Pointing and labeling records
· · · · · · ·

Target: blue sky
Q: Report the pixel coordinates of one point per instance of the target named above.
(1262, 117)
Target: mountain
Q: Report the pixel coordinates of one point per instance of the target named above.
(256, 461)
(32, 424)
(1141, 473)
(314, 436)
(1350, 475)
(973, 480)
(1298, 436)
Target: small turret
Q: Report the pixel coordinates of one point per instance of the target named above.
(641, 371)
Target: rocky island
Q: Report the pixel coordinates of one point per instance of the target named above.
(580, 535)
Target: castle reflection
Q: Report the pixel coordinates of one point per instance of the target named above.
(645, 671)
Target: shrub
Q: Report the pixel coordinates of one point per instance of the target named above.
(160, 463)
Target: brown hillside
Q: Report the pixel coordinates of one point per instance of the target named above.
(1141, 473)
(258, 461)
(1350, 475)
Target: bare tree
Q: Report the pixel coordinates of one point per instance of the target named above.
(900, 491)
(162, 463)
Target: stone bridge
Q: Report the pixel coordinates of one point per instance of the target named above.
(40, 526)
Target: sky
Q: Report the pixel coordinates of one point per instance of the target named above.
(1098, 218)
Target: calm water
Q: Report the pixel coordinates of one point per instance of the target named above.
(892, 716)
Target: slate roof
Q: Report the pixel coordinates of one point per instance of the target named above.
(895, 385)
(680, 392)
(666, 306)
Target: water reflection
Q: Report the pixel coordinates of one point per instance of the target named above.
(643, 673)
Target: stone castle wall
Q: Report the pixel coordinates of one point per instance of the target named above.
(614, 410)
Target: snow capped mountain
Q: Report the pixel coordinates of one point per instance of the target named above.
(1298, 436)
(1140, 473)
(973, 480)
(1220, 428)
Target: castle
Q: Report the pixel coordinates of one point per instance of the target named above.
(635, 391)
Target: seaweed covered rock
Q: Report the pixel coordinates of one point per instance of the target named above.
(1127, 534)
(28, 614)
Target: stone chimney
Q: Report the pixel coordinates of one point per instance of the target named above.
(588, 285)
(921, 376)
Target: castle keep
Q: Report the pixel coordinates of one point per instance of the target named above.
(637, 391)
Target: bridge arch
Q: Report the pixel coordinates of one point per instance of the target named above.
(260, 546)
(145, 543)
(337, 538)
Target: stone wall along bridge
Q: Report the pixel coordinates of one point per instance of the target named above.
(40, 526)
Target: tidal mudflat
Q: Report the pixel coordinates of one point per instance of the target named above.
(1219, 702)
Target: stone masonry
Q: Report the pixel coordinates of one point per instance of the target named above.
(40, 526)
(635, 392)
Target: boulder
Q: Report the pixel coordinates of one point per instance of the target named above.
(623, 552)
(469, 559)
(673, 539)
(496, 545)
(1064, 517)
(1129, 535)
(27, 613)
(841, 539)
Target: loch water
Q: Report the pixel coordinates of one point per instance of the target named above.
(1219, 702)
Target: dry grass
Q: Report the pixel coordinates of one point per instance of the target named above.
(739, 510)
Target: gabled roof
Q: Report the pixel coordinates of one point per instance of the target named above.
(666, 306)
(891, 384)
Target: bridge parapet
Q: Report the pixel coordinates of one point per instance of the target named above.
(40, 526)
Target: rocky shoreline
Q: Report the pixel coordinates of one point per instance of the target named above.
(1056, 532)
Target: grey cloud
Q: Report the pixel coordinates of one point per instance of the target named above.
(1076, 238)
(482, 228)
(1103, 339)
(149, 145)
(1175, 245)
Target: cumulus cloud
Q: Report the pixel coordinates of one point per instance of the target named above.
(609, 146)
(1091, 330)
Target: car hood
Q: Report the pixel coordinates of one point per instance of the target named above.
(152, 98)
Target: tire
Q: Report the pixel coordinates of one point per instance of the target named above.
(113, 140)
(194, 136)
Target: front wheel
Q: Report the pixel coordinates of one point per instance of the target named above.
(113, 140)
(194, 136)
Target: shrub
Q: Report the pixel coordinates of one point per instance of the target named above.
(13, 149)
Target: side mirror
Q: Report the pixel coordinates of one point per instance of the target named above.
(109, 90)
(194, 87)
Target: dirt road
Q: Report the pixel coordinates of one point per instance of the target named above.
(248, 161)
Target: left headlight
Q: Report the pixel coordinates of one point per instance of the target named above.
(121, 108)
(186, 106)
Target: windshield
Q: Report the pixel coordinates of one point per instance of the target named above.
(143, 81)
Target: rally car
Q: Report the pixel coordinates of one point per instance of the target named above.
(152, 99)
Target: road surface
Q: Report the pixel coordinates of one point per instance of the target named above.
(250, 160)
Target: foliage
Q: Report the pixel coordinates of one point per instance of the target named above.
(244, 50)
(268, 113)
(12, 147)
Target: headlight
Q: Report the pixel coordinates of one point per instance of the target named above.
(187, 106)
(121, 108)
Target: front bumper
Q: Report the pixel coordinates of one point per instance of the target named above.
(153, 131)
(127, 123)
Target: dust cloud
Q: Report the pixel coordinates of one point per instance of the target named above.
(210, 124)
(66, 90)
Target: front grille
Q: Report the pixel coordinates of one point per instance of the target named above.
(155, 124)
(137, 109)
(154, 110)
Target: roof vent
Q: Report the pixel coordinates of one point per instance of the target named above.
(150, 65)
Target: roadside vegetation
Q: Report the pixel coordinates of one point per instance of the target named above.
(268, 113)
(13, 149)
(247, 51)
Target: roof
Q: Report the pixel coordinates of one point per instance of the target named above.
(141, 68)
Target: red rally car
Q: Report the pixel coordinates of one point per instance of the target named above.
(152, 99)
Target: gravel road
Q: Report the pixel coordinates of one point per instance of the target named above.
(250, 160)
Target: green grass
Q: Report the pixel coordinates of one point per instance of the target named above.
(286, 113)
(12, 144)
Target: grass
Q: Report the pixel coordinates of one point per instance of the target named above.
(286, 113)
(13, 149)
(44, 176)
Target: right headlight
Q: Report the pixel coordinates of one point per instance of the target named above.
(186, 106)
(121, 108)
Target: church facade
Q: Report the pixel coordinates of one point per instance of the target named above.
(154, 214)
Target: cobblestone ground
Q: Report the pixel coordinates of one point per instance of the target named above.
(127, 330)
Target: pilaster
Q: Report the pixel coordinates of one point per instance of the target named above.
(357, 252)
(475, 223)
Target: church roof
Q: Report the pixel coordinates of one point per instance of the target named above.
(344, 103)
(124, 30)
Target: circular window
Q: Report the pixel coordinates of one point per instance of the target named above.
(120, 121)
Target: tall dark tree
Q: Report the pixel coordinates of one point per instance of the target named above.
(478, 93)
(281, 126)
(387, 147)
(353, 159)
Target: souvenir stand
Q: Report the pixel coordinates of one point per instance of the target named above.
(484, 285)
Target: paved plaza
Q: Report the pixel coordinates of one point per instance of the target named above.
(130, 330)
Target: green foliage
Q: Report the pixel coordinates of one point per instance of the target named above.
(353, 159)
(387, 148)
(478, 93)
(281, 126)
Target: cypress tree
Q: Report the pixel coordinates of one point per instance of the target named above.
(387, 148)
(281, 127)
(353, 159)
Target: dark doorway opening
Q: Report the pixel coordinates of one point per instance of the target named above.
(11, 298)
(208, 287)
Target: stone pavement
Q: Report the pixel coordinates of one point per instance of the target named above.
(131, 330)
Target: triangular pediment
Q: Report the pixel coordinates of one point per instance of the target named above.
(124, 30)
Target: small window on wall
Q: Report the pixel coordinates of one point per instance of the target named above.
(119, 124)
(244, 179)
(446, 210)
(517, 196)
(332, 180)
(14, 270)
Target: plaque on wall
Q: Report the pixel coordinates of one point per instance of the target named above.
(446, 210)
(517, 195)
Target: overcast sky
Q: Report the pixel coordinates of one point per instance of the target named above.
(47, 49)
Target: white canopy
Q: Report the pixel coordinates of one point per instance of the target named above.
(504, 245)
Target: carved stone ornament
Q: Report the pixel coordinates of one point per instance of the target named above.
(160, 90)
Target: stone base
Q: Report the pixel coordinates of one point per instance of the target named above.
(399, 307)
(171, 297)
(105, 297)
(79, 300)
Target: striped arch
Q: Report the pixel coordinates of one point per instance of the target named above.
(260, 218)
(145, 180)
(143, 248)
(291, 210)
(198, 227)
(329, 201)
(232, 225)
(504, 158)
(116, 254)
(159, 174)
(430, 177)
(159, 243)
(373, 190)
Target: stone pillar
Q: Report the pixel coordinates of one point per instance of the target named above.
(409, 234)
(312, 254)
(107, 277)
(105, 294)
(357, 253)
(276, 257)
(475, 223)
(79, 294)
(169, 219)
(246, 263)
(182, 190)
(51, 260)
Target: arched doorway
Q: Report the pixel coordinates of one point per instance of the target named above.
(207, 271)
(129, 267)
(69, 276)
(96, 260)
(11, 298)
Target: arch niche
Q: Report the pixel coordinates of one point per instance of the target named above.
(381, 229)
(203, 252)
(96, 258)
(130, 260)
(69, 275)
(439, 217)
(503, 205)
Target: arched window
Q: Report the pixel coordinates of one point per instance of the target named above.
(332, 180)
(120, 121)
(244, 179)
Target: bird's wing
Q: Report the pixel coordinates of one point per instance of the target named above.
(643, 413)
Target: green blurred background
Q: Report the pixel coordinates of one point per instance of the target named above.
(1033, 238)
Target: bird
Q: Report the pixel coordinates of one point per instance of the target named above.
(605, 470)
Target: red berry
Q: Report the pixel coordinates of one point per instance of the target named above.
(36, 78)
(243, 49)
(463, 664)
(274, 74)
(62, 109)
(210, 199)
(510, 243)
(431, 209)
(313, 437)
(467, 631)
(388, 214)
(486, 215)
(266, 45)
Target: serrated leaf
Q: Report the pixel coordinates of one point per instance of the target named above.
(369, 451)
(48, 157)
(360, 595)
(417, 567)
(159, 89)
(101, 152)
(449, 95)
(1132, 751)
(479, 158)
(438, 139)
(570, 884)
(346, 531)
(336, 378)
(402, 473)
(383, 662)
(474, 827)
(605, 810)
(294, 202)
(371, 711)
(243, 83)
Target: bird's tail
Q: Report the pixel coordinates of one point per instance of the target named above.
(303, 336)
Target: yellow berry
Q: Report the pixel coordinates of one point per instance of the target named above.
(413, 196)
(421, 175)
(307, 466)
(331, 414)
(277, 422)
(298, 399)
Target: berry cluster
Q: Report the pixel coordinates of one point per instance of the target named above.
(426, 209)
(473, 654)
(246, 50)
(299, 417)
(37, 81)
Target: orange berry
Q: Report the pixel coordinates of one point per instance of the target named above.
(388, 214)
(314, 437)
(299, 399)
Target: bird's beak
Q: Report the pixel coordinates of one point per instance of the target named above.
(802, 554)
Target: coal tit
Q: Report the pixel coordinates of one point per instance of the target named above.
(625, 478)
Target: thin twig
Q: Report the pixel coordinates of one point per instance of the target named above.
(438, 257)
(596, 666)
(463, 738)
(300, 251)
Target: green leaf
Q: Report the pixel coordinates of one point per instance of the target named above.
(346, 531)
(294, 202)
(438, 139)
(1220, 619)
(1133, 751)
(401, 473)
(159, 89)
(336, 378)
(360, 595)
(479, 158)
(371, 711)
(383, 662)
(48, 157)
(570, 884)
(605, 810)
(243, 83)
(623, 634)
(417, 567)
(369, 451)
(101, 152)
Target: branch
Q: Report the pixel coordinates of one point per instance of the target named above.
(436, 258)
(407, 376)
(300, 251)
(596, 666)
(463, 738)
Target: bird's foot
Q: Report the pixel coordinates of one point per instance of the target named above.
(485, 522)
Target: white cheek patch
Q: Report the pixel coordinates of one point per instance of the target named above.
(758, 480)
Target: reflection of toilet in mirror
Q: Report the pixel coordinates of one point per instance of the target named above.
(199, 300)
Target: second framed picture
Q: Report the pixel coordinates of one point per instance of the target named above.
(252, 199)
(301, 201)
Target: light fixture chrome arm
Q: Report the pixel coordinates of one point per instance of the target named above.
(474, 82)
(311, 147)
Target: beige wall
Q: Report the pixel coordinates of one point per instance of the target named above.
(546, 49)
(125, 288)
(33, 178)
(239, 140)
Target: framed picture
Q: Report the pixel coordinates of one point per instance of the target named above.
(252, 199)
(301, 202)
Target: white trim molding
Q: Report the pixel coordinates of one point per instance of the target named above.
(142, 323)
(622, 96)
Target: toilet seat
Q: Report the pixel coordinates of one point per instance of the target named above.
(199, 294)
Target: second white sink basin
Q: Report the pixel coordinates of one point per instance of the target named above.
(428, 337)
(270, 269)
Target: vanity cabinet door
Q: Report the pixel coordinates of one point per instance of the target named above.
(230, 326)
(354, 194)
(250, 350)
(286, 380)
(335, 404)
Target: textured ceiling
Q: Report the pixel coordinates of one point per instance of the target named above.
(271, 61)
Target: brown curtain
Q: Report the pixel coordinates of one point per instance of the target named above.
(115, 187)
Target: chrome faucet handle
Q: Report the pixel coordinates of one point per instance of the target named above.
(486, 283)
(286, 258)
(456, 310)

· · · · · · ·

= Task statement =
In the records from the line with "Target: tidal mudflat" to the line with "(1056, 532)", replace "boulder" with "large rock" and leave everything else unchanged. Give only those lines again.

= The completed task =
Target: tidal mudflat
Q: Report the pixel coordinates of one point per instance of the target named above.
(1219, 702)
Target: stone masonry
Q: Report the pixel coordinates of one point per instance of the target named above.
(40, 526)
(635, 392)
Target: large rock
Q: Report the pixel coordinates of one point per instance of the target named above.
(623, 552)
(469, 559)
(673, 539)
(496, 545)
(1064, 517)
(1129, 535)
(27, 613)
(841, 539)
Target: loch water
Q: Report the pixel coordinates of one point per instance of the target named above.
(1219, 702)
Target: dry grass
Q: Report the pixel coordinates of one point per instance of the target named above.
(739, 510)
Target: gabled roof
Q: Report the pixel coordinates of one point per instance of the target named above.
(666, 306)
(891, 384)
Target: bridge parapet
Q: Report the pixel coordinates of one point per instance of the target named above.
(40, 526)
Target: rocky shoreline
Q: Report the pixel coordinates of one point per instance of the target named above.
(1056, 532)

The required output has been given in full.